PROBLEM TO WORK ON
Images are excluded; otherwise, output every record exactly.
** Start **
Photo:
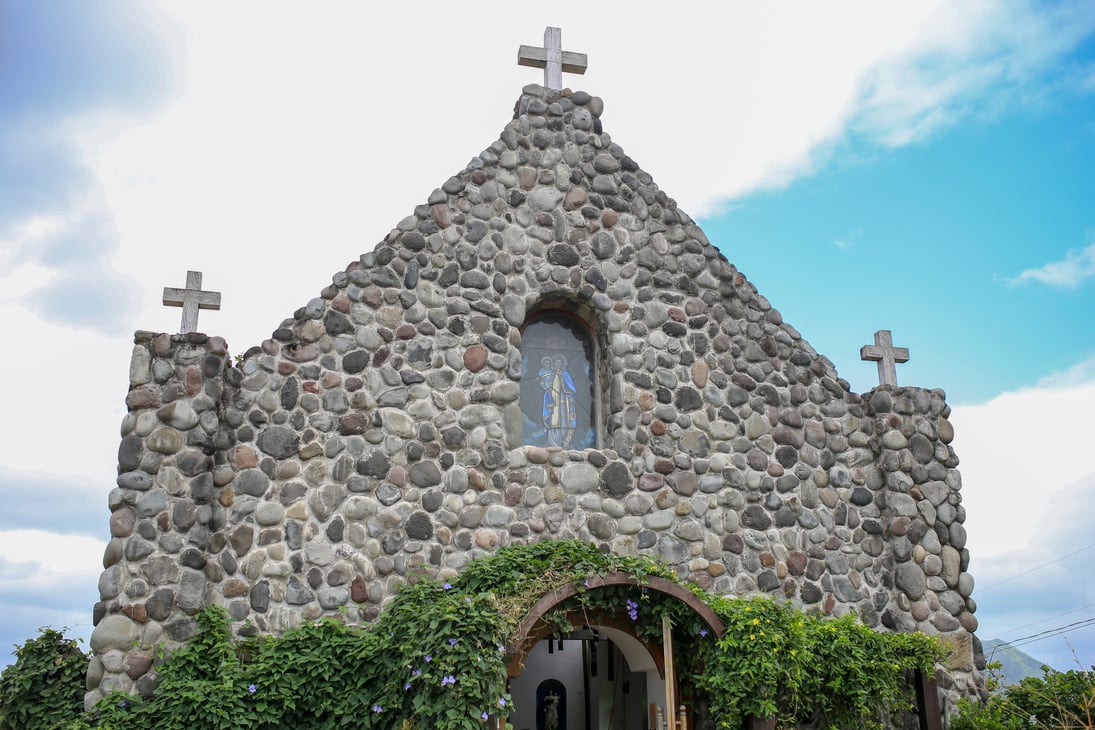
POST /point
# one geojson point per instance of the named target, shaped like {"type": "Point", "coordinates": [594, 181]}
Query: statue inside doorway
{"type": "Point", "coordinates": [551, 705]}
{"type": "Point", "coordinates": [551, 711]}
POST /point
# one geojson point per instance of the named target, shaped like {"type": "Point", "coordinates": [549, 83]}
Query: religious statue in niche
{"type": "Point", "coordinates": [557, 383]}
{"type": "Point", "coordinates": [560, 418]}
{"type": "Point", "coordinates": [551, 705]}
{"type": "Point", "coordinates": [551, 711]}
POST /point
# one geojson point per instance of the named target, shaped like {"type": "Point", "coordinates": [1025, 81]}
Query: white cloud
{"type": "Point", "coordinates": [1029, 494]}
{"type": "Point", "coordinates": [969, 58]}
{"type": "Point", "coordinates": [1076, 267]}
{"type": "Point", "coordinates": [1018, 451]}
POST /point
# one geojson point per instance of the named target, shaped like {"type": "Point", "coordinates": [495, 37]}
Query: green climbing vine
{"type": "Point", "coordinates": [436, 658]}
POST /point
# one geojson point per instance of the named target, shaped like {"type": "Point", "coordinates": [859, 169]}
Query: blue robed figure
{"type": "Point", "coordinates": [560, 412]}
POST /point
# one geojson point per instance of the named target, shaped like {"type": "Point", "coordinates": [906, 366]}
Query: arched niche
{"type": "Point", "coordinates": [561, 379]}
{"type": "Point", "coordinates": [533, 627]}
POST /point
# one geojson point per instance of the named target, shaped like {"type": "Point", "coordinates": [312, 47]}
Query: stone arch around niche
{"type": "Point", "coordinates": [562, 378]}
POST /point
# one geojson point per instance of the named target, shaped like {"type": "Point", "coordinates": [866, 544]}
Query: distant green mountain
{"type": "Point", "coordinates": [1015, 663]}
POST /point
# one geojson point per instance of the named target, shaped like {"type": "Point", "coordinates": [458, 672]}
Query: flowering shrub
{"type": "Point", "coordinates": [436, 657]}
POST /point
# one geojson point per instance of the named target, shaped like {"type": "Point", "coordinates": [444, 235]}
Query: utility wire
{"type": "Point", "coordinates": [1019, 575]}
{"type": "Point", "coordinates": [1042, 621]}
{"type": "Point", "coordinates": [1044, 635]}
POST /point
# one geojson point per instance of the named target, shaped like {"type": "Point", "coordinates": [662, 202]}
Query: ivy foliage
{"type": "Point", "coordinates": [1056, 700]}
{"type": "Point", "coordinates": [436, 658]}
{"type": "Point", "coordinates": [774, 661]}
{"type": "Point", "coordinates": [44, 688]}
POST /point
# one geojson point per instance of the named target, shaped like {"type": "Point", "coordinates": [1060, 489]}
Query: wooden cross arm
{"type": "Point", "coordinates": [538, 58]}
{"type": "Point", "coordinates": [875, 352]}
{"type": "Point", "coordinates": [205, 300]}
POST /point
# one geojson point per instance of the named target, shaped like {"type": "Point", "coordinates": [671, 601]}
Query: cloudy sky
{"type": "Point", "coordinates": [923, 167]}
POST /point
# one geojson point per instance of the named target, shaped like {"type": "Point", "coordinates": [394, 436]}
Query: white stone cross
{"type": "Point", "coordinates": [191, 299]}
{"type": "Point", "coordinates": [552, 58]}
{"type": "Point", "coordinates": [886, 355]}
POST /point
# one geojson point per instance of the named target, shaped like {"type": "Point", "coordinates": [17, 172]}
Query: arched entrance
{"type": "Point", "coordinates": [610, 676]}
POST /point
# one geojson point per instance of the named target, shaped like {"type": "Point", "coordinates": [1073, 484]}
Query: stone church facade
{"type": "Point", "coordinates": [404, 423]}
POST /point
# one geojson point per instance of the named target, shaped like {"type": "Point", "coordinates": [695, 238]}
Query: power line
{"type": "Point", "coordinates": [1042, 621]}
{"type": "Point", "coordinates": [1044, 635]}
{"type": "Point", "coordinates": [1044, 565]}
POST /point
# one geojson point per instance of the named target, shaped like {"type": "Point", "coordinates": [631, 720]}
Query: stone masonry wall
{"type": "Point", "coordinates": [377, 435]}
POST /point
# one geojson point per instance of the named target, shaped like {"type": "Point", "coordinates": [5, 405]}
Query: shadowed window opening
{"type": "Point", "coordinates": [557, 383]}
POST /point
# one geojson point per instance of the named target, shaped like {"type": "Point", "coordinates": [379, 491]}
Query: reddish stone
{"type": "Point", "coordinates": [372, 297]}
{"type": "Point", "coordinates": [352, 424]}
{"type": "Point", "coordinates": [300, 352]}
{"type": "Point", "coordinates": [146, 396]}
{"type": "Point", "coordinates": [234, 588]}
{"type": "Point", "coordinates": [122, 522]}
{"type": "Point", "coordinates": [137, 612]}
{"type": "Point", "coordinates": [700, 373]}
{"type": "Point", "coordinates": [796, 564]}
{"type": "Point", "coordinates": [900, 526]}
{"type": "Point", "coordinates": [575, 198]}
{"type": "Point", "coordinates": [138, 663]}
{"type": "Point", "coordinates": [475, 358]}
{"type": "Point", "coordinates": [193, 379]}
{"type": "Point", "coordinates": [358, 592]}
{"type": "Point", "coordinates": [243, 458]}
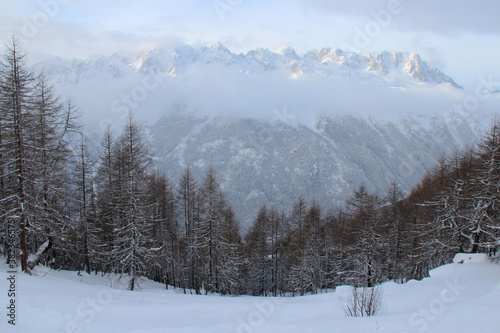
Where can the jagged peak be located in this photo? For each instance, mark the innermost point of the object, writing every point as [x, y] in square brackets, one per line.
[322, 62]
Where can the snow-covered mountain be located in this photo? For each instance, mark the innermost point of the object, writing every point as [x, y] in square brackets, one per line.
[274, 162]
[393, 69]
[352, 119]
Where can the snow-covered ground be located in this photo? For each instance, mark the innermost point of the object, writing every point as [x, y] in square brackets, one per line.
[459, 297]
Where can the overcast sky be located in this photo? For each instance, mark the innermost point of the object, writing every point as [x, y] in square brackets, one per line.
[461, 37]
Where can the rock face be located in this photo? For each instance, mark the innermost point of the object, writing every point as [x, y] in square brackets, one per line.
[274, 162]
[393, 69]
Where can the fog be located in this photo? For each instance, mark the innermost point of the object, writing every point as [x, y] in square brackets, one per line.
[217, 90]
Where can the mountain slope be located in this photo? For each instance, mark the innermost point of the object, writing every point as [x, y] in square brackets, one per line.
[274, 162]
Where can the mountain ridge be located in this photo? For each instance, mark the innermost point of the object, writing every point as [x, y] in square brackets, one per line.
[398, 68]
** End **
TASK SOLUTION
Photo:
POST /point
# one geojson point per instance of the named target, shaped like {"type": "Point", "coordinates": [594, 181]}
Query: statue inside doorway
{"type": "Point", "coordinates": [551, 705]}
{"type": "Point", "coordinates": [551, 711]}
POST /point
# one geojson point per instance of the named target, shaped like {"type": "Point", "coordinates": [549, 83]}
Query: religious statue in niche
{"type": "Point", "coordinates": [557, 383]}
{"type": "Point", "coordinates": [560, 418]}
{"type": "Point", "coordinates": [551, 705]}
{"type": "Point", "coordinates": [551, 711]}
POST /point
# one geojson point per instance of the named target, shaped like {"type": "Point", "coordinates": [1025, 81]}
Query: white cloud
{"type": "Point", "coordinates": [1029, 494]}
{"type": "Point", "coordinates": [969, 58]}
{"type": "Point", "coordinates": [1076, 267]}
{"type": "Point", "coordinates": [1018, 451]}
POST /point
# one geojson point per instance of the named target, shaped like {"type": "Point", "coordinates": [495, 37]}
Query: green climbing vine
{"type": "Point", "coordinates": [436, 658]}
POST /point
# one geojson point per instance of the named target, shaped like {"type": "Point", "coordinates": [859, 169]}
Query: blue robed figure
{"type": "Point", "coordinates": [560, 412]}
POST /point
# one geojson point per instance of the named target, shaped like {"type": "Point", "coordinates": [906, 366]}
Query: arched niche
{"type": "Point", "coordinates": [561, 379]}
{"type": "Point", "coordinates": [533, 627]}
POST /point
# one geojson point per instance of the named target, shaped like {"type": "Point", "coordinates": [312, 47]}
Query: stone arch around niche
{"type": "Point", "coordinates": [562, 378]}
POST /point
# one geojson point per instance of the named target, shaped like {"type": "Point", "coordinates": [866, 544]}
Query: distant green mountain
{"type": "Point", "coordinates": [1015, 663]}
POST /point
# one geojson point per instance of the named target, shaped like {"type": "Point", "coordinates": [458, 672]}
Query: flowering shrub
{"type": "Point", "coordinates": [436, 657]}
POST /point
# one geojson point per instance of the named target, shaped like {"type": "Point", "coordinates": [444, 235]}
Query: utility wire
{"type": "Point", "coordinates": [1019, 575]}
{"type": "Point", "coordinates": [1042, 621]}
{"type": "Point", "coordinates": [1044, 635]}
POST /point
# one geojson point per instance of the named target, shaped like {"type": "Point", "coordinates": [662, 202]}
Query: ivy foliage
{"type": "Point", "coordinates": [1056, 700]}
{"type": "Point", "coordinates": [436, 658]}
{"type": "Point", "coordinates": [774, 661]}
{"type": "Point", "coordinates": [44, 688]}
POST /point
# one geojson point per instance of the named target, shaped like {"type": "Point", "coordinates": [1060, 489]}
Query: wooden cross arm
{"type": "Point", "coordinates": [538, 58]}
{"type": "Point", "coordinates": [875, 352]}
{"type": "Point", "coordinates": [205, 300]}
POST /point
# one geojson point per instance of the named target, shaped like {"type": "Point", "coordinates": [671, 601]}
Query: cloudy sky
{"type": "Point", "coordinates": [923, 167]}
POST /point
# one geojson point per instance of the named target, shaped like {"type": "Point", "coordinates": [394, 436]}
Query: white stone cross
{"type": "Point", "coordinates": [191, 299]}
{"type": "Point", "coordinates": [552, 58]}
{"type": "Point", "coordinates": [886, 355]}
POST /point
# one geojson point per instance of the named target, shaped like {"type": "Point", "coordinates": [17, 172]}
Query: arched entrance
{"type": "Point", "coordinates": [610, 676]}
POST /point
# one geojson point per instance of the named target, shaped like {"type": "Point", "coordinates": [1073, 484]}
Query: stone church facade
{"type": "Point", "coordinates": [404, 423]}
POST /point
# one geojson point per instance of the named target, shaped like {"type": "Point", "coordinates": [695, 238]}
Query: power line
{"type": "Point", "coordinates": [1042, 621]}
{"type": "Point", "coordinates": [1044, 635]}
{"type": "Point", "coordinates": [1044, 565]}
POST /point
# one geojson point per instance of the named target, shaped like {"type": "Point", "coordinates": [631, 720]}
Query: stone masonry wall
{"type": "Point", "coordinates": [377, 435]}
POST /point
# one geojson point per instance of the named target, shaped like {"type": "Point", "coordinates": [5, 405]}
Query: shadowed window opening
{"type": "Point", "coordinates": [557, 383]}
POST /point
# one geojson point per instance of the named target, shaped like {"type": "Point", "coordinates": [379, 491]}
Query: reddish stone
{"type": "Point", "coordinates": [372, 297]}
{"type": "Point", "coordinates": [352, 424]}
{"type": "Point", "coordinates": [300, 352]}
{"type": "Point", "coordinates": [146, 396]}
{"type": "Point", "coordinates": [234, 588]}
{"type": "Point", "coordinates": [122, 522]}
{"type": "Point", "coordinates": [137, 612]}
{"type": "Point", "coordinates": [700, 373]}
{"type": "Point", "coordinates": [796, 564]}
{"type": "Point", "coordinates": [900, 526]}
{"type": "Point", "coordinates": [575, 198]}
{"type": "Point", "coordinates": [138, 663]}
{"type": "Point", "coordinates": [475, 358]}
{"type": "Point", "coordinates": [193, 379]}
{"type": "Point", "coordinates": [358, 592]}
{"type": "Point", "coordinates": [243, 458]}
Where can the jagged peak be located in this photo? For each instance, mark the innermost point of the object, writing every point as [x, y] in square brackets, one per line.
[322, 62]
Where can the snow-covered mountain be located in this photo? For each instance, mark the innermost point of the object, writing every point as [x, y] in square brackets, one per line.
[274, 162]
[393, 69]
[352, 119]
Where can the snow-covered ground be located in this photo? For each instance, mark the innermost point of the object, writing every point as [x, y] in square brackets, one per line.
[459, 297]
Where can the overcast sky be located in this photo? For each instance, mark the innermost point of the object, writing every point as [x, y] in square brackets, one per line.
[461, 37]
Where can the rock face be located in this photo? For each instance, mark the innermost point of the object, writing every point as [x, y] in square brackets, one per line.
[274, 162]
[393, 69]
Where can the fog be located in this photo? For each instance, mark the innermost point of the object, writing every point as [x, y] in square brackets, one per line.
[217, 90]
Where can the mountain slope be located in this photo? For each instance, mark the innermost point of the object, writing every point as [x, y] in square brackets, one per line.
[274, 162]
Where can the mountain ridge be located in this photo? For each instance, mark the innermost point of the object, writing every point as [x, y] in square brackets, one per line.
[398, 68]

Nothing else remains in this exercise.